-- Begin DATA SHOWN --

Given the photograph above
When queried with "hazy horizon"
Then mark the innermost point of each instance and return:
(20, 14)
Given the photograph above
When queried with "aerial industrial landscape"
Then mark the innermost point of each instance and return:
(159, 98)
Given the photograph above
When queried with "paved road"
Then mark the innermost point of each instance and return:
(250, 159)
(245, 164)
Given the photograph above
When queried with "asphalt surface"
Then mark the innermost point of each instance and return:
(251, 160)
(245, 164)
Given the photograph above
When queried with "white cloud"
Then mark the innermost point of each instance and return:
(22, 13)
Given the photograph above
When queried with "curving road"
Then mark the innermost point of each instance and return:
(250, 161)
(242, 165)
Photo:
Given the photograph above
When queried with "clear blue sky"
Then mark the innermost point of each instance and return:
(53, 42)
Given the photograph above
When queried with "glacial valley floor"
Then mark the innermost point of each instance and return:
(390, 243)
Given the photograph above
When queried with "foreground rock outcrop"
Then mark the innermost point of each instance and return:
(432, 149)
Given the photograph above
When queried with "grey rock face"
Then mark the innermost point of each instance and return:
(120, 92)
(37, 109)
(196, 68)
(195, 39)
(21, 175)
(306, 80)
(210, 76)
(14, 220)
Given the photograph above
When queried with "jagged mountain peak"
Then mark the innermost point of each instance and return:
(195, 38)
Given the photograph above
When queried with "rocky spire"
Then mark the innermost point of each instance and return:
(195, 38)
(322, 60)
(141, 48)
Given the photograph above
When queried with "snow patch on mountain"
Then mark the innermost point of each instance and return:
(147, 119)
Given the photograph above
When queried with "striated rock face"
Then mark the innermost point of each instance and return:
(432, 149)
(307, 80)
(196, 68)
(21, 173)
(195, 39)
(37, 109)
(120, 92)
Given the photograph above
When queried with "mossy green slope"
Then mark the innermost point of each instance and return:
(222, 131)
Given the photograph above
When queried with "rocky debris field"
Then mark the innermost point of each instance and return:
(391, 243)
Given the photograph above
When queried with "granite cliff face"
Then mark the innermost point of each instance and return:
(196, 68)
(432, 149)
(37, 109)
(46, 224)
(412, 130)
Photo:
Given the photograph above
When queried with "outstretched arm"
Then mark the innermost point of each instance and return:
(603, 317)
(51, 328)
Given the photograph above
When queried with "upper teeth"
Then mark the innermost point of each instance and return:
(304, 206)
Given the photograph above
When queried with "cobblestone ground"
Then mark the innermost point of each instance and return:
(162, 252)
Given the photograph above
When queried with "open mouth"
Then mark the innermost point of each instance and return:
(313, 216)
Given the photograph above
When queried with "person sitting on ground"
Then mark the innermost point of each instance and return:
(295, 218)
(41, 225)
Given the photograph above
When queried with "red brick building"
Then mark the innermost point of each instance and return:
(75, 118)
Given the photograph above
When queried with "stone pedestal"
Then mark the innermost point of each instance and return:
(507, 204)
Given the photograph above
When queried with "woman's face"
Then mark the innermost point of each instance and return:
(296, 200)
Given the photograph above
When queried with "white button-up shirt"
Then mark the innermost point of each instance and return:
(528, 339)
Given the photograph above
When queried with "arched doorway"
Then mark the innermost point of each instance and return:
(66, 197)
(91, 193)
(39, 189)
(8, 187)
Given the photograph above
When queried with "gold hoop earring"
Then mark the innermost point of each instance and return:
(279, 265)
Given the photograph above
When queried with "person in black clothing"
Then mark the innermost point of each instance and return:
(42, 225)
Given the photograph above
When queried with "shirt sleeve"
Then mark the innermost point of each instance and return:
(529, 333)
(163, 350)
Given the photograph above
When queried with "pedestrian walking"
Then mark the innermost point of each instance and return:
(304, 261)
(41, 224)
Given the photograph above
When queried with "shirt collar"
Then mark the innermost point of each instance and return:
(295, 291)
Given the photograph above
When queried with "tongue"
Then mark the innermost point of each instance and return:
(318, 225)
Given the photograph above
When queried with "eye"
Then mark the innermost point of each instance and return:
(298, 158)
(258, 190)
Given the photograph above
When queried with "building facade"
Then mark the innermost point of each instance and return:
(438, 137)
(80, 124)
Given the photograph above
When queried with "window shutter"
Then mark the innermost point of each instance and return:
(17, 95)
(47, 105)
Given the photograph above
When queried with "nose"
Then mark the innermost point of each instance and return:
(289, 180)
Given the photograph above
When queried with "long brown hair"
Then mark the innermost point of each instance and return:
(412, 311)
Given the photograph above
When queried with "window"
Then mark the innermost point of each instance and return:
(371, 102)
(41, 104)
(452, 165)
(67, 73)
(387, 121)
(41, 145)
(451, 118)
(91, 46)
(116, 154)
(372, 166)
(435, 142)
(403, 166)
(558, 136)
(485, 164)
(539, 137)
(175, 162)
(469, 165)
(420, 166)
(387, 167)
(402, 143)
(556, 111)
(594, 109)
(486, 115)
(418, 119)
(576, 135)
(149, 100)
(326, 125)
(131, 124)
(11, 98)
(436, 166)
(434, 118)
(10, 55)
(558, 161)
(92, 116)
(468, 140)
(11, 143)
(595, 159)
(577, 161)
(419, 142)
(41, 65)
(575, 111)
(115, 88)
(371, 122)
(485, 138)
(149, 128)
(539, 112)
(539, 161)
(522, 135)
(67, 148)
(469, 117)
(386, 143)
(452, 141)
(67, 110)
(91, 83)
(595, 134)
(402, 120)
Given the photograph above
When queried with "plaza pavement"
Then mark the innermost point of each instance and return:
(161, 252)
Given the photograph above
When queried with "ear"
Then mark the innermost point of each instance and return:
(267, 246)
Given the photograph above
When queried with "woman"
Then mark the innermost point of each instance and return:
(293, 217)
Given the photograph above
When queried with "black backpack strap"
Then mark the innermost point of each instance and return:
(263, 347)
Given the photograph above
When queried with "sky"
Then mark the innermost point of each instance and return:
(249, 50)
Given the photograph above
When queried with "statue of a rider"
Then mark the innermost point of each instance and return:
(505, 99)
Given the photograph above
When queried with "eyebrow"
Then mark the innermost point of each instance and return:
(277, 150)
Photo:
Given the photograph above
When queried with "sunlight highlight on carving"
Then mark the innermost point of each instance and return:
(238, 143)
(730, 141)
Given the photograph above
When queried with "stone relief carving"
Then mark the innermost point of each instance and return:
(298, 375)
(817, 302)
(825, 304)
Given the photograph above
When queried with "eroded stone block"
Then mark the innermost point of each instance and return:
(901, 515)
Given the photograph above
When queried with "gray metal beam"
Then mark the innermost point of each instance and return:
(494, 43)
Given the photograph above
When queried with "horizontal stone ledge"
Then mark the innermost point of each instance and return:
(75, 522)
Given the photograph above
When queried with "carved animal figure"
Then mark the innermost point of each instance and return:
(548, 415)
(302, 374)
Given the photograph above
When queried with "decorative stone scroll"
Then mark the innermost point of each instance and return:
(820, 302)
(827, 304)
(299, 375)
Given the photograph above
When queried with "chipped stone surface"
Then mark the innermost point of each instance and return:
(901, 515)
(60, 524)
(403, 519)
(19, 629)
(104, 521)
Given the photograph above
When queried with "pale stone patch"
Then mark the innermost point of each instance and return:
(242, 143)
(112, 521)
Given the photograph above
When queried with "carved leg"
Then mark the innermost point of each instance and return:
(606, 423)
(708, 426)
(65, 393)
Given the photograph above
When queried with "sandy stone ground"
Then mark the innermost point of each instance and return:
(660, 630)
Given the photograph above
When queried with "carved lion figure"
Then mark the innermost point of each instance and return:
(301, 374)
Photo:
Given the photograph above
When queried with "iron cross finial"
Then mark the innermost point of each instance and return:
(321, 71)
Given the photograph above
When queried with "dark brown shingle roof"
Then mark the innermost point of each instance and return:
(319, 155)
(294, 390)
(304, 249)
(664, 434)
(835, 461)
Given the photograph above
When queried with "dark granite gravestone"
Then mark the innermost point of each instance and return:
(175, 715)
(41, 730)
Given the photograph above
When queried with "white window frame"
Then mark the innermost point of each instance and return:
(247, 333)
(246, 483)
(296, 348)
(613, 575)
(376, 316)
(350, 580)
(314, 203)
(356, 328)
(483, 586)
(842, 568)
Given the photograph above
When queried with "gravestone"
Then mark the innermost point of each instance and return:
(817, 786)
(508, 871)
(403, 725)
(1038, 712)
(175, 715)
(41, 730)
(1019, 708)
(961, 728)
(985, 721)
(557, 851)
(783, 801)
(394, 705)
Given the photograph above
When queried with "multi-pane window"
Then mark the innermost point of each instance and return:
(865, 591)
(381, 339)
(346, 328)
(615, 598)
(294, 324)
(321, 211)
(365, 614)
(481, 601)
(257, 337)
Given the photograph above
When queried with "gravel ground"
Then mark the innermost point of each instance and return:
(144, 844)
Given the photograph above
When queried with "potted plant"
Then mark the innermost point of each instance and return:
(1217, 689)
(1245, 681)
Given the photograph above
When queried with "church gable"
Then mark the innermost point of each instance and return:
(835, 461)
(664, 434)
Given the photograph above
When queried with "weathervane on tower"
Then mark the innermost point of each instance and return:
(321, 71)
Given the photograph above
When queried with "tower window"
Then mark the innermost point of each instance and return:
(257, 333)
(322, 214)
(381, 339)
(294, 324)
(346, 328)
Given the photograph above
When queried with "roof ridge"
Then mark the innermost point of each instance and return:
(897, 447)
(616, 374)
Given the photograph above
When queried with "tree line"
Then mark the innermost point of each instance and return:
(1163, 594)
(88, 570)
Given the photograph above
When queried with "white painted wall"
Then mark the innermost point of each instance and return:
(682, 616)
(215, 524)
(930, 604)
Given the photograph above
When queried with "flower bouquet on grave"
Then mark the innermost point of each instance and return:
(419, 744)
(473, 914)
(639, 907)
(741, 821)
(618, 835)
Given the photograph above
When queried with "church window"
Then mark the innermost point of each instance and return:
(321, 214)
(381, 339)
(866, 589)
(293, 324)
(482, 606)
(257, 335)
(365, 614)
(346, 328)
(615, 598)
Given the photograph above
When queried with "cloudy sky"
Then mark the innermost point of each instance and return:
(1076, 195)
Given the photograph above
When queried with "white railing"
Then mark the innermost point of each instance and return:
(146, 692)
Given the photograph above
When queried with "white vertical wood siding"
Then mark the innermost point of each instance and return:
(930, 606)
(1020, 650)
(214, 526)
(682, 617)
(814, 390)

-- End DATA SHOWN --

_TASK INSTRUCTIONS_
Please copy out every line of the records above that contains the word "person".

_FULL SOLUTION_
When queried with "person sitting on ground"
When queried with "person in black clothing"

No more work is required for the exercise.